WHAT IS ASKED: Locate the line that contains "pin: the greenhouse". Reproduce it and all following lines up to the end of the material, exactly and with nothing added.

INPUT:
— BEGIN —

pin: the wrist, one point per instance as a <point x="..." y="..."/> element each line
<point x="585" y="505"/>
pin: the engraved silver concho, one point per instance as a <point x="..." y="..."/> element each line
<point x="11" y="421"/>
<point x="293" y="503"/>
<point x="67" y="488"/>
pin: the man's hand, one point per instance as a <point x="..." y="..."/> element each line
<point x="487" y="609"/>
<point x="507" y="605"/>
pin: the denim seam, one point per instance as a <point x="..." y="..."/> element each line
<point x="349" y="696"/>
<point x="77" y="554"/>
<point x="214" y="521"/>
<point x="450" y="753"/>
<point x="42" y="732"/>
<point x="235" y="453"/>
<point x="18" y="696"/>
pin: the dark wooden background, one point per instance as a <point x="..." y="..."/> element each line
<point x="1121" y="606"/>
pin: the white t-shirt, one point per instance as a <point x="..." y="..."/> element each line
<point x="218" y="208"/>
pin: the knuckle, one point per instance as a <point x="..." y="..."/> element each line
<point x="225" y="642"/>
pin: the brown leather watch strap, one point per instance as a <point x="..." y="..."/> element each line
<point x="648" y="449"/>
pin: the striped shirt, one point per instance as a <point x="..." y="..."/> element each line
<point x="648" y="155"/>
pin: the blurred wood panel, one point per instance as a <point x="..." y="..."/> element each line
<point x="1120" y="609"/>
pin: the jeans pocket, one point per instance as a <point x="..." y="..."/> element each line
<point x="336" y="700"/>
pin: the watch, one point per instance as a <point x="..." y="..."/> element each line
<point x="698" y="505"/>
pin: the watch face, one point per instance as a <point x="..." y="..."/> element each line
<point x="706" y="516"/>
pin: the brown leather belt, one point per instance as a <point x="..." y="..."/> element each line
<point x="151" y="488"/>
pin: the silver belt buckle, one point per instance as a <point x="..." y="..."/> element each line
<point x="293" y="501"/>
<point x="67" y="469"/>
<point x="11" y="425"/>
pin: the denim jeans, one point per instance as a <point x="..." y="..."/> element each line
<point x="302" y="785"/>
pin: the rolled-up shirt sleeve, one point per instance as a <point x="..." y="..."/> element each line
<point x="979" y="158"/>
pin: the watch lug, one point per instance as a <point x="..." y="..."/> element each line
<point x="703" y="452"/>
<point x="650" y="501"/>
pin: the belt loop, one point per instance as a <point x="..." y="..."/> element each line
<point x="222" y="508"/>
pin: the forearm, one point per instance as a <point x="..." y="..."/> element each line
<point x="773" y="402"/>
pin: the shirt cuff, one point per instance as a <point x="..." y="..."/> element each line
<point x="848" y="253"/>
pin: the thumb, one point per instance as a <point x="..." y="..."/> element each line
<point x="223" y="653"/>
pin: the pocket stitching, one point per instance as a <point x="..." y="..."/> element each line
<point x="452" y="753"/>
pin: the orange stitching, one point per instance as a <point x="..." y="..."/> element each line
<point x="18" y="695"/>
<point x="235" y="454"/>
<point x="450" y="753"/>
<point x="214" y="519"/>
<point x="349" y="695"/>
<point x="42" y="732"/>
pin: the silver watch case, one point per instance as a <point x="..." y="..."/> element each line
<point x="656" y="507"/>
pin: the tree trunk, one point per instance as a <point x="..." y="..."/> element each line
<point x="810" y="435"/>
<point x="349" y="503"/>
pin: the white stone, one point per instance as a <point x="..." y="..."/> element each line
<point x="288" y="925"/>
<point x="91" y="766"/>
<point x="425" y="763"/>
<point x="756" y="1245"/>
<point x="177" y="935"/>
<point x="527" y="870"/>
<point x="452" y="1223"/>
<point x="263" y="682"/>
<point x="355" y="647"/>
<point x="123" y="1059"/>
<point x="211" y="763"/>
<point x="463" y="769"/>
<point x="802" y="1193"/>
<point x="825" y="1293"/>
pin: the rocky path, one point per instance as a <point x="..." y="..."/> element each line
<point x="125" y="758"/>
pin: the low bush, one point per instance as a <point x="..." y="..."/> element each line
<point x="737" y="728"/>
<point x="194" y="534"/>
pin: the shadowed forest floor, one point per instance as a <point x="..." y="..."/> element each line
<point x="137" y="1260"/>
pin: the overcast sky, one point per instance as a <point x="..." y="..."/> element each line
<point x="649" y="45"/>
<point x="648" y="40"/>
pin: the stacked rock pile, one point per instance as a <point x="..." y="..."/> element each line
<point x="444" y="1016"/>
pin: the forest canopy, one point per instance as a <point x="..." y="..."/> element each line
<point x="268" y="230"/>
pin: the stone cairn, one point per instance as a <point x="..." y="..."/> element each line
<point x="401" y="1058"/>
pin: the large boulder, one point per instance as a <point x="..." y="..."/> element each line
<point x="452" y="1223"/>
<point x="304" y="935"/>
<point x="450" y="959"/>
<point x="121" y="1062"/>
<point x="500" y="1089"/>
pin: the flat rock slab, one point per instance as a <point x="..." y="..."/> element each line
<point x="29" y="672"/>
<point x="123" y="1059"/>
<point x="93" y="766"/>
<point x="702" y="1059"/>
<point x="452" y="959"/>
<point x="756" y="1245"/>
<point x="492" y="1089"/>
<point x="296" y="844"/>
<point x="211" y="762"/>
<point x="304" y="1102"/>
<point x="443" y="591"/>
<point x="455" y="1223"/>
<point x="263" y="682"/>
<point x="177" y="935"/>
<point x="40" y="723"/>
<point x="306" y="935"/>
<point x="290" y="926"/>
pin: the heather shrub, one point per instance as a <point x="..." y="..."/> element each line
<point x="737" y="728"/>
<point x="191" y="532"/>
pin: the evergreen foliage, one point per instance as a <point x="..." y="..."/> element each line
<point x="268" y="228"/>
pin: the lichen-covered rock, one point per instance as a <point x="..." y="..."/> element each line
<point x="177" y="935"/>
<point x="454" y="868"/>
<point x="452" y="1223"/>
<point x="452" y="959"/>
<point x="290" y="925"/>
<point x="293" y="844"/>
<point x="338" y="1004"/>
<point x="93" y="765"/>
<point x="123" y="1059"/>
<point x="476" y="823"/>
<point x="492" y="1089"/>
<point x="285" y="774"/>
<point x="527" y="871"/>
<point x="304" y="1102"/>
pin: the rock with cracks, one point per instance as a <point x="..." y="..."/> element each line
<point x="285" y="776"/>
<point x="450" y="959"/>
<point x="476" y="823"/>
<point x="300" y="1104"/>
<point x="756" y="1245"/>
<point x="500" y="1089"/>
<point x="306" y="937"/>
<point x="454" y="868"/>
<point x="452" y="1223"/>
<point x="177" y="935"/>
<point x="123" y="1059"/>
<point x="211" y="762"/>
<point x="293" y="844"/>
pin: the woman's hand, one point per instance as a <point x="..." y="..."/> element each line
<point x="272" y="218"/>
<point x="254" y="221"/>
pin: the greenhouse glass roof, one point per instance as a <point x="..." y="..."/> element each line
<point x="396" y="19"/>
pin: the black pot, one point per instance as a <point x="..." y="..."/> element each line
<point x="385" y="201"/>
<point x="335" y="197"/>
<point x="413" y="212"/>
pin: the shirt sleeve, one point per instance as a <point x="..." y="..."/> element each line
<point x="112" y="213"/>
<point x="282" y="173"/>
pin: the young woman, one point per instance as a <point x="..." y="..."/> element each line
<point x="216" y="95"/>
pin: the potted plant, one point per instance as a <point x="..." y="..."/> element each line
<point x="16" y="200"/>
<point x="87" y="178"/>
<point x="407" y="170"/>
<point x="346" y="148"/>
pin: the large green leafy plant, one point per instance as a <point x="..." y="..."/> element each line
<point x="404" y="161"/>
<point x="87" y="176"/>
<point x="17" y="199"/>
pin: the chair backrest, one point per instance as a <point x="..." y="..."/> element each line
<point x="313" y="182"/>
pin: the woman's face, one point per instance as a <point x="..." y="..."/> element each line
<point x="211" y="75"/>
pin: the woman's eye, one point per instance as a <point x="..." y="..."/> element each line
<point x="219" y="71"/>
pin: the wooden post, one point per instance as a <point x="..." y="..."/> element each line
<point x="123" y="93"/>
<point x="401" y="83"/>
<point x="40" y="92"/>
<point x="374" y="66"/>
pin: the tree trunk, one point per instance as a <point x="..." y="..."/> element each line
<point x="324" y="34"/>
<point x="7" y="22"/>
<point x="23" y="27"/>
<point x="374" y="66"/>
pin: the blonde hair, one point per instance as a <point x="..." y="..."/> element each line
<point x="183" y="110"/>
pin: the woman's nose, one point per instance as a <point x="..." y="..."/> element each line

— END —

SOLUTION TO THIS PROBLEM:
pin: the greenhouse glass roof, one point per instance as a <point x="..." y="..."/> element each line
<point x="396" y="19"/>
pin: the black pot, one point per instance as a <point x="..." y="..."/> element each line
<point x="385" y="201"/>
<point x="335" y="197"/>
<point x="413" y="212"/>
pin: the shirt sleeve, one point per instance as a <point x="..." y="..."/> element each line
<point x="112" y="213"/>
<point x="282" y="173"/>
pin: the young woman, one point per instance as a <point x="..." y="..."/> element each line
<point x="216" y="95"/>
pin: the potted plant, one point per instance as a <point x="..." y="..."/> element each line
<point x="16" y="200"/>
<point x="87" y="178"/>
<point x="407" y="170"/>
<point x="346" y="148"/>
pin: the large green leafy plant, one point per instance as a <point x="..." y="..."/> element each line
<point x="404" y="161"/>
<point x="87" y="176"/>
<point x="17" y="199"/>
pin: the chair backrest, one point per instance as a <point x="..." y="..."/> element each line
<point x="313" y="182"/>
pin: the woman's face, one point per instance as a <point x="..." y="..."/> element each line
<point x="211" y="75"/>
pin: the woman's eye, one point per instance as a <point x="..." y="..."/> element each line
<point x="219" y="71"/>
pin: the wooden post, one point per instance as a <point x="..." y="..."/> element each line
<point x="123" y="93"/>
<point x="401" y="83"/>
<point x="40" y="92"/>
<point x="374" y="66"/>
pin: the tree trunk, one point per instance as a <point x="..." y="..."/> element each line
<point x="324" y="34"/>
<point x="7" y="22"/>
<point x="23" y="27"/>
<point x="374" y="66"/>
pin: the blonde hair, one point per instance as a <point x="..." y="..."/> element each line
<point x="183" y="110"/>
pin: the woman's nose, one point per instance as a <point x="..." y="..."/> element each line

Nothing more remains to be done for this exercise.